INSTRUCTIONS TO FOLLOW -> Transcribe every entry word for word, but skip the images.

SUPPLIED ENTRIES ->

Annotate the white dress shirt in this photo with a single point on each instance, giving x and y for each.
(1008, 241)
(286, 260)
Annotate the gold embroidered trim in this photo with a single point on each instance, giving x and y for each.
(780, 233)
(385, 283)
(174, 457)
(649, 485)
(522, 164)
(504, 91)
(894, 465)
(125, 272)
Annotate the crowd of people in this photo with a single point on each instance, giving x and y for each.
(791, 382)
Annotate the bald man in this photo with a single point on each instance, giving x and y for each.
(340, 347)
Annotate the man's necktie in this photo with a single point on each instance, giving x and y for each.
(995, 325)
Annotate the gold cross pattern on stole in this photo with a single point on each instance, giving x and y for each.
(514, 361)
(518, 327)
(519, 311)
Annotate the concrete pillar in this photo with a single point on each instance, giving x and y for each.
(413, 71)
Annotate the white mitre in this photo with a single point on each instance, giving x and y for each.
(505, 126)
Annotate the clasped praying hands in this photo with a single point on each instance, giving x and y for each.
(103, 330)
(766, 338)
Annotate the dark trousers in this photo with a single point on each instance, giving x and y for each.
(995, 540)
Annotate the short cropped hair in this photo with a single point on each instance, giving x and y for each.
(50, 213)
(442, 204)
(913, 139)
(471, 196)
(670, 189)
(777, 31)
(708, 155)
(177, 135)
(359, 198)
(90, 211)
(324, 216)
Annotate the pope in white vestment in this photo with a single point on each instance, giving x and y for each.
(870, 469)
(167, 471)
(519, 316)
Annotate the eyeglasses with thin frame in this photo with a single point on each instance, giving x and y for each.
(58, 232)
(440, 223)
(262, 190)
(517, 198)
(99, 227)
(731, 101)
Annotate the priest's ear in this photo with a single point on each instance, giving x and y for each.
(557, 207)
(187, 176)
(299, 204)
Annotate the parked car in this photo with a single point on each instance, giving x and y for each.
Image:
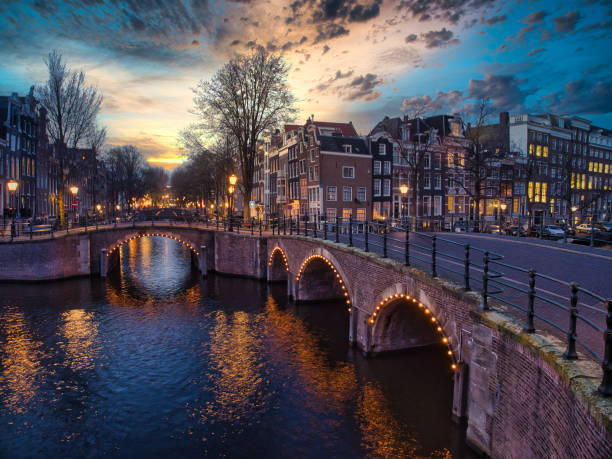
(516, 231)
(586, 228)
(492, 229)
(553, 232)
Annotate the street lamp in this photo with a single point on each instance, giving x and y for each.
(74, 190)
(404, 191)
(233, 180)
(503, 206)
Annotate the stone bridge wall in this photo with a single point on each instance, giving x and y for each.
(520, 398)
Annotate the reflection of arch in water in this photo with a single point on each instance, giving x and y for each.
(319, 279)
(400, 321)
(115, 246)
(278, 266)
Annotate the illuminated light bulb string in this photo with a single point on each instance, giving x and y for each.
(427, 312)
(279, 250)
(138, 236)
(331, 266)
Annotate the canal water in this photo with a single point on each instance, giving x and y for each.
(156, 362)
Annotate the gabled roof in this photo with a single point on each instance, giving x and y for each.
(336, 144)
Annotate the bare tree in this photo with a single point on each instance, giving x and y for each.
(246, 97)
(72, 107)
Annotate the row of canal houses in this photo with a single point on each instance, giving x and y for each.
(326, 170)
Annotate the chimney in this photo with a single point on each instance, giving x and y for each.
(504, 119)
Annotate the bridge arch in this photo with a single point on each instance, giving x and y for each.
(278, 266)
(402, 321)
(320, 277)
(116, 245)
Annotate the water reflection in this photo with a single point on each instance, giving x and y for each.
(22, 372)
(157, 362)
(79, 333)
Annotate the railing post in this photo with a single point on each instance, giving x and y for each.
(570, 353)
(529, 327)
(485, 282)
(337, 229)
(434, 271)
(466, 270)
(385, 240)
(407, 246)
(606, 381)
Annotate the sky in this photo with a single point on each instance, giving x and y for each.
(350, 60)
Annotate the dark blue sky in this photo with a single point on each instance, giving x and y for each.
(353, 61)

OUTPUT BELOW ->
Annotate the white dress shirt in this photo with a single point on each instance, giving x and y for each.
(1008, 241)
(286, 260)
Annotate the gold embroidered trim in this photo with a single point on each instance, giving x and y for each.
(780, 233)
(385, 283)
(174, 457)
(649, 485)
(522, 164)
(504, 91)
(894, 465)
(125, 272)
Annotate the crowd of people in this photo with a single point on each instance, giving x and y for each.
(791, 382)
Annotate the bald man in this photo with a single point on each instance, giving x and y for each.
(340, 347)
Annotate the man's necktie in this photo with a single point on each instance, giving x and y for each.
(995, 325)
Annotate the gold cross pattern on stole in this photo with a single point on each instance, giving x and y for each.
(514, 361)
(518, 327)
(519, 311)
Annotate the concrete pillar in this photo with a single point on each instance, giving x and y for each.
(413, 71)
Annotate the white mitre in this photo with a single point on each instance, giving x and y for each.
(505, 126)
Annotate the clasped praying hands in this photo with a single point on each instance, giving x and y for each.
(103, 330)
(766, 338)
Annotate the dark trousers in this photo with a single point on each instance, giving x and y for each.
(995, 540)
Annotate the short cropped hair in this photo with a single point on each instance, giving x and y for each.
(50, 213)
(442, 204)
(913, 139)
(471, 196)
(670, 189)
(777, 31)
(708, 155)
(177, 135)
(359, 198)
(90, 211)
(324, 216)
Annotate the pope in white vestment in this photo with a single point on each instance, giving x and y for each.
(870, 469)
(167, 471)
(519, 316)
Annotate the eyeglasses with thin frame in this photo with a single point on each instance, giving x and y for each.
(58, 232)
(440, 223)
(262, 190)
(517, 198)
(99, 227)
(731, 101)
Annotate the priest's ear in this photo with a single point on each instance, giving x and y for each.
(557, 207)
(187, 176)
(299, 204)
Annotate the parked car in this photo with a single point on each instance, giving x and y for each.
Image:
(516, 231)
(586, 228)
(492, 229)
(553, 232)
Annotate the street lamp in this photo with a single point on each instance, giving x and y for each.
(74, 190)
(404, 191)
(233, 180)
(503, 206)
Annotate the stone bridge wall in this photo with a single point on each instance, giving x and y for each.
(520, 398)
Annotate the reflection of arch in water in this photo with a single point on each instance, giving x and y for each.
(319, 279)
(400, 321)
(115, 246)
(278, 266)
Annotate the illuminated light bulb string in this photo with a single point on each instance, giving x and y for each.
(427, 312)
(279, 250)
(138, 236)
(331, 266)
Annotate the canal water in this photo with a single point on each instance, giving x and y for each.
(156, 362)
Annotate the gabled roof in this photo with a single point on each instance, giving x and y for each.
(336, 144)
Annotate the bare tree in this photo with a single point on each instance, giving x and y for each.
(246, 97)
(72, 107)
Annotate the row of canal houses in this photo with a single point on each instance, giving x and y for each.
(326, 170)
Annotate the chimney in this photo with a single point on each instance, giving x and y for each.
(504, 119)
Annotate the bridge arch in this photo with a single point on each instance, giving x and y for each.
(278, 266)
(402, 321)
(320, 277)
(116, 245)
Annotate the water reflection in this photo with a single point on each instance, giving x and y for each.
(22, 372)
(157, 362)
(79, 333)
Annotate the railing post in this photo with a single point on each instance, giving x and y for each.
(570, 353)
(529, 327)
(485, 282)
(337, 229)
(434, 271)
(466, 270)
(385, 240)
(407, 246)
(606, 381)
Annotate the sky in this photo with a single point on each instance, giving x and y for each.
(350, 60)
Annotate the dark blue sky in this photo with a single point on each instance, giving x and y for each.
(353, 61)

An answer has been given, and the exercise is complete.